### Exercise brief
Answer these questions from the Fe-Mg bioalloy abstract below:
1. What is the most Mg that planetary ball milling put into Fe without severe oxidation?
2. Which secondary phases formed during spark plasma sintering?
3. What technique produced the hydroxyapatite coatings?

### Source text
= = = = = = =

Processing and characterization of new metastable Fe-Mg(-Zn) bioalloys

Abstract

Traditionally, non-degradable materials like titanium or stainless steel are used in medical fixations and stents. However, their removal necessitates a second surgery, increasing costs and patient recovery time. Consequently, there's growing interest in temporary implants that avoid this. This PhD thesis focused on designing and developing metastable iron-based biodegradable alloys using high-energy milling techniques (planetary and attrition ball milling) for temporary metallic implants. Initially, Fe-Mg alloys were explored due to iron's excellent mechanical properties and biocompatibility, combined with magnesium's high degradation rate. However, their immiscibility posed a challenge. Planetary ball milling was used to integrate Mg into Fe as a solid solution. Results showed a maximum 5 wt.% Mg integration without severe oxidation. Degradation and cytotoxicity were assessed in various simulated physiological media (PBS, HBSS, DMEM), revealing increased degradation for Fe-5 wt.% Mg powder, particularly in modified HBSS. Cytotoxicity was attributed to increased reactivity and potential for insoluble product formation. Attrition ball milling, offering higher energy transfer and atmospheric control, was used to further enhance Mg solid solution formation and mitigate oxidation. Zinc was introduced to modify iron's crystal structure, facilitating Mg incorporation. This technique yielded Fe-Mg and Fe-Zn-Mg powders with improved Mg solid solution and lattice expansion, as confirmed by XRD and TEM. Spark plasma sintering (SPS) was employed for bulk sample compaction, minimizing oxidation and porosity. However, SPS led to partial Mg and Zn loss and secondary phase formation (periclase, zincite). Degradation tests in PBS, HBSS, and modified HBSS revealed phosphate layer formation and higher corrosion rates for Zn-containing materials, attributed to insoluble products. Cytotoxicity assays showed higher toxicity in Zn-containing samples, followed by Fe-Mg and Fe. To improve biocompatibility, hydroxyapatite (HAp) coatings were developed using laser induced single-step coating (LISSC) in DMEM and HBSS with increased Ca and P. A thin HAp layer was successfully produced, particularly on Fe-Mg samples.

= = = = = = =

### Provided records
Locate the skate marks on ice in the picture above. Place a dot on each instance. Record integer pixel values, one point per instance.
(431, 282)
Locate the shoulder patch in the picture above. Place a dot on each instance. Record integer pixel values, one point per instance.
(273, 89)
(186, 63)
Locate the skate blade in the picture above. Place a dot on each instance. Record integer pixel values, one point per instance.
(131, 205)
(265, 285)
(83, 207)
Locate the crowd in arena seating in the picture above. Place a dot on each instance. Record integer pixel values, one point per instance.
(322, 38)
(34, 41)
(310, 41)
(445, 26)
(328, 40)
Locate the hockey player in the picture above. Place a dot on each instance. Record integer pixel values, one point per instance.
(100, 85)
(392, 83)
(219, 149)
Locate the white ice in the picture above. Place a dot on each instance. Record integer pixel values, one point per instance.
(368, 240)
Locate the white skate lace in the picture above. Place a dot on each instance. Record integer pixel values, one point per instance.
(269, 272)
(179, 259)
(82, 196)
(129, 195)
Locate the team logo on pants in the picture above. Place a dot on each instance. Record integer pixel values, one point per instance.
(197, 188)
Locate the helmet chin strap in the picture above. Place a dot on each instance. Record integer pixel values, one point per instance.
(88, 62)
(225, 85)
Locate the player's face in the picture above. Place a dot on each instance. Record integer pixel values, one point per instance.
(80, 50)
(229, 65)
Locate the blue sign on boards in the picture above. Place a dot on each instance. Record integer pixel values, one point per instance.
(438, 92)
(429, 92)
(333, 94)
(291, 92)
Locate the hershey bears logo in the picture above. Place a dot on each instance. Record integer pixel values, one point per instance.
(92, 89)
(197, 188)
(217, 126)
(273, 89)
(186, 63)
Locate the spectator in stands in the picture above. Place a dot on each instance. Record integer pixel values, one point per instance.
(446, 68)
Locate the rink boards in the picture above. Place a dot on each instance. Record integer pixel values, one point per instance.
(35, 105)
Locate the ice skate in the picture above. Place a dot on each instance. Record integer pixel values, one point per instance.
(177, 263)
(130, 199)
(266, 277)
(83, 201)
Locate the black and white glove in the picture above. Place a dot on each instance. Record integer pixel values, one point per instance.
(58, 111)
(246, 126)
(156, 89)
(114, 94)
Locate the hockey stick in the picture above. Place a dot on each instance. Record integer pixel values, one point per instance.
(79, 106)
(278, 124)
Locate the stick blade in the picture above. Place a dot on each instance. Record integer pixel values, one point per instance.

= = = = = = =

### Expected answer
1. 5 wt.% Mg
2. Periclase and zincite
3. Laser induced single-step coating (LISSC)